## BEGIN Text segment

Fast Pure R Implementation of GEE: Application of the Matrix Package

Lee S. McDaniel; Nicholas C. Henderson; Paul J. Rathouz

1 Introduction

An extension of generalized linear models and quasilikelihood (McCullagh and Nelder 1986), generalized estimating equations [GEEs; Liang and S. Zeger (1986)] are a useful method for analyzing clustered (or longitudinal) data which may be correlated within cluster but are independent between clusters.

There are two packages on CRAN which will solve GEEs and produce standard errors in R: geepack (Højsgaard, U. Halekoh, and J. Yan 2006) and gee (Carey. et al. 2012). gee provides the basic functionality necessary for fitting GEEs, while geepack also allows for regression models for both the scale and correlation parameters, as described in Yan and J. P. Fine (2004). Both of these packages rely heavily on a computational engine implemented in C and called by the R function wrapper. They use the family object as input and hard code each of the link and variance function options within the C code. Whereas this configuration yields computational speed, it has two important drawbacks: it does not allow the user to create and specify his own link and variance functions, and it is not easy for a programmer with only modest programming skills to alter the code for methodological developments related to or extending GEE.

## END Text segment

Goals:
A – Do these statements agree with the passage on GEE software in R? Answer yes or no for each, quoting the words that decide it. (i) geepack allows regression models for the scale and correlation parameters. (ii) The two CRAN packages let the user supply custom link and variance functions. (iii) Both packages depend on a computational engine written in Fortran.
B – In the passage on GEE software in R, which work describes the regression models for the scale and correlation parameters that geepack supports?
C – Extend the passage on GEE software in R, starting after its final sentence.
The records can be set aside.

## BEGIN Excerpted data

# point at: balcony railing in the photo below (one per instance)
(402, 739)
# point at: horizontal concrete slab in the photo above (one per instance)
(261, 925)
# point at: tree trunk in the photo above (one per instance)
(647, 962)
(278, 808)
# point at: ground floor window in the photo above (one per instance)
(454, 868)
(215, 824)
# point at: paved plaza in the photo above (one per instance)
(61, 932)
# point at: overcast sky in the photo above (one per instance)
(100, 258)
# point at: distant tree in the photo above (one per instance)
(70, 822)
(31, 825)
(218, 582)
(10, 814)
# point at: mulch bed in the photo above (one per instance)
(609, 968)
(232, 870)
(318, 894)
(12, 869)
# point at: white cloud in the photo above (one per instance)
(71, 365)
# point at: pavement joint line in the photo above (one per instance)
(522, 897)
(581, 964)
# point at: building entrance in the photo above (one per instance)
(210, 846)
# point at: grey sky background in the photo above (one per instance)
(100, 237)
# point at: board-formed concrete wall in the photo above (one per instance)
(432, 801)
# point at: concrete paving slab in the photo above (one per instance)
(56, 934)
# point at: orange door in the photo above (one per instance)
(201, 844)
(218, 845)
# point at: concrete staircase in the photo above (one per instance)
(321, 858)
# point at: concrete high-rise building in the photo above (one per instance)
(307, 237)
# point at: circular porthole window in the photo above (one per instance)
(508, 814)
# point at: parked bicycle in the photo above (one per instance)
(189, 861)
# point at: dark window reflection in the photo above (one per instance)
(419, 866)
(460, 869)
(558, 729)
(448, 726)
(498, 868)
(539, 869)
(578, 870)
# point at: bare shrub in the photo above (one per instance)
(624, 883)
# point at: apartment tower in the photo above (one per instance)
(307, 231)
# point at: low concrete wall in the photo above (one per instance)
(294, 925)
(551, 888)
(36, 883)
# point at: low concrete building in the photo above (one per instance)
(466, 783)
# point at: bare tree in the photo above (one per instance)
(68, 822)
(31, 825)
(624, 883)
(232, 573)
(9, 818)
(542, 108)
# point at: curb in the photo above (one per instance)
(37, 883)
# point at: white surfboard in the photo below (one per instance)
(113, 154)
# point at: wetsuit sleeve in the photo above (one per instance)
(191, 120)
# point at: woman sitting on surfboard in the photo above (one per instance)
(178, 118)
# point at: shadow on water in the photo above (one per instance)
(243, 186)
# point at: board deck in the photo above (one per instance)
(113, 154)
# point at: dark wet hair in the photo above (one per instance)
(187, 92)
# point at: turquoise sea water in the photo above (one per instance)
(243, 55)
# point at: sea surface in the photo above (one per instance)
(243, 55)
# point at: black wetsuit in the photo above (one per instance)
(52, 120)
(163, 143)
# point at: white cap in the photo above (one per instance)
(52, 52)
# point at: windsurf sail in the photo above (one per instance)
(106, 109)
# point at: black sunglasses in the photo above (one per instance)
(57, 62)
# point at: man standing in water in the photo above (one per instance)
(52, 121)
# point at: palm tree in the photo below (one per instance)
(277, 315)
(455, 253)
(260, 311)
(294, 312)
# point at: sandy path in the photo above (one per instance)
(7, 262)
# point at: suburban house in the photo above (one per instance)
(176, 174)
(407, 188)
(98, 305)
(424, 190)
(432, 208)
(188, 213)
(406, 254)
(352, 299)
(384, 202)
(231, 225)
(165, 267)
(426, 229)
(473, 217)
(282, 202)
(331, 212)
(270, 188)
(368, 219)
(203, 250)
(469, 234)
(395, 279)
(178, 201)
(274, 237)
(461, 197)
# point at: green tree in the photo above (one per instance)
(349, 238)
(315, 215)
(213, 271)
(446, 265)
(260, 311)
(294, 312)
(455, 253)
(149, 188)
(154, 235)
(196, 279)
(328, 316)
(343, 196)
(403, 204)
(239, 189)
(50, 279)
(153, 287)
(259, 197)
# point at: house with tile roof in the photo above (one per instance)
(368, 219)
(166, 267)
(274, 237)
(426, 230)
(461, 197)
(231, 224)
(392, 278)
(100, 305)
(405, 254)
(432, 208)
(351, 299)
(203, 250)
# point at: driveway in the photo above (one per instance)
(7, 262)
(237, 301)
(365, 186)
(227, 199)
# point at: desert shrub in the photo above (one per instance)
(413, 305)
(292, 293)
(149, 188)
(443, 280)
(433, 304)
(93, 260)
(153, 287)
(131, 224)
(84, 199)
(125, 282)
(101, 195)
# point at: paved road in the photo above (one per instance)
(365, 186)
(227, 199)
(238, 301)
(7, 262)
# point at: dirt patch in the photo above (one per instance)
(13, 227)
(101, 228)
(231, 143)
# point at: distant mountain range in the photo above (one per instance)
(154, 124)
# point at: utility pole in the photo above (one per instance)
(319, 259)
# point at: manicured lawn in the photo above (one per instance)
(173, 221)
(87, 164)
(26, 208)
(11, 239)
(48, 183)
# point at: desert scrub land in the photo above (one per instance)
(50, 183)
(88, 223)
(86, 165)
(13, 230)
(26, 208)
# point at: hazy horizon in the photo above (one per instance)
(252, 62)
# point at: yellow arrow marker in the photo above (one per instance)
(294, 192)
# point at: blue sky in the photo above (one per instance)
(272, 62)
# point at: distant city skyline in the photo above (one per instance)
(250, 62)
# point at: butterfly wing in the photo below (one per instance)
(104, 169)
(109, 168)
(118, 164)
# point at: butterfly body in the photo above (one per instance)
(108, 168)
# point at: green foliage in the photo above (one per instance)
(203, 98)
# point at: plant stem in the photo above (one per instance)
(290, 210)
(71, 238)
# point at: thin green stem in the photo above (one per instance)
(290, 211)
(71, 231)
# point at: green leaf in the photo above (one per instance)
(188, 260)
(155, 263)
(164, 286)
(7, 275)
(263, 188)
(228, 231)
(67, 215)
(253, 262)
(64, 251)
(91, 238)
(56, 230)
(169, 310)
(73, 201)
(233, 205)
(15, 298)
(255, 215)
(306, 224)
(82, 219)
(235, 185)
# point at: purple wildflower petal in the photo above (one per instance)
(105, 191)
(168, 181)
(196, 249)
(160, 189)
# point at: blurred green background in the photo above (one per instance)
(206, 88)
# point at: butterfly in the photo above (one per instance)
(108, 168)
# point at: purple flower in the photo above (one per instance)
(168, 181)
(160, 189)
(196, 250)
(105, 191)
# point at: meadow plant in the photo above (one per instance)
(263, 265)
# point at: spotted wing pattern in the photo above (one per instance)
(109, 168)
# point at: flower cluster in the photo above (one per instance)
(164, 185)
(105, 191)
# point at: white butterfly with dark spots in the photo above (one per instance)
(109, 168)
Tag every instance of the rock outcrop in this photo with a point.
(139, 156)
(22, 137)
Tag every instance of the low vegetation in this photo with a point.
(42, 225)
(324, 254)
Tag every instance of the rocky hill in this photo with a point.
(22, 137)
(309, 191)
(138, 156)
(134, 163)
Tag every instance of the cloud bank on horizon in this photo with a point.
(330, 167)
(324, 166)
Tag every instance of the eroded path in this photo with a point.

## END Excerpted data

Response list:
A –
(i) Yes: "geepack also allows for regression models for both the scale and correlation parameters"
(ii) No: "it does not allow the user to create and specify his own link and variance functions"
(iii) No: "rely heavily on a computational engine implemented in C"

B – Yan and J. P. Fine (2004).

C –
To see why the user may need to define link and variance functions, consider the methodology presented in Schildcrout and P. Rathouz (2010). The authors look at binary response data in an outcome dependent sampling situation. Because the response is binary, the authors are able to use the offset option in standard GEE software to correct the bias from the sampling scheme. However, if the response takes some other form (e.g. counts or a continuous response), then we would need to define link and variance functions to correct this bias. These link and variance functions involve integrals that need to be computed whenever the functions are evaluated at different points.

Our new package, called geeM [the M is to emphasize the use of the Matrix package; Bates and Maechler (2013)] is coded completely in R, which grants the user the flexibility to define link and variance functions as part of the model specification (McDaniel and Henderson 2013). It also allows for easy modification of the code by method developers. The main function in the package, geem, takes a list that includes the link function, variance function, inverse link function, and the derivative of the inverse link function, as an argument. These functions must all be vectorized.

In spite of this, we are still able to solve the estimating equations quickly for many problems. To accomplish this, the package relies heavily on the recently developed Matrix package for speed. We especially exploit the sparse matrix representation objects contained therein, which allow for efficient operations on matrices in which most elements are zero. Besides introducing our package, a key aim of this article is to demonstrate in the context of a well-known statistical algorithm the power, speed and flexibility of the Matrix package.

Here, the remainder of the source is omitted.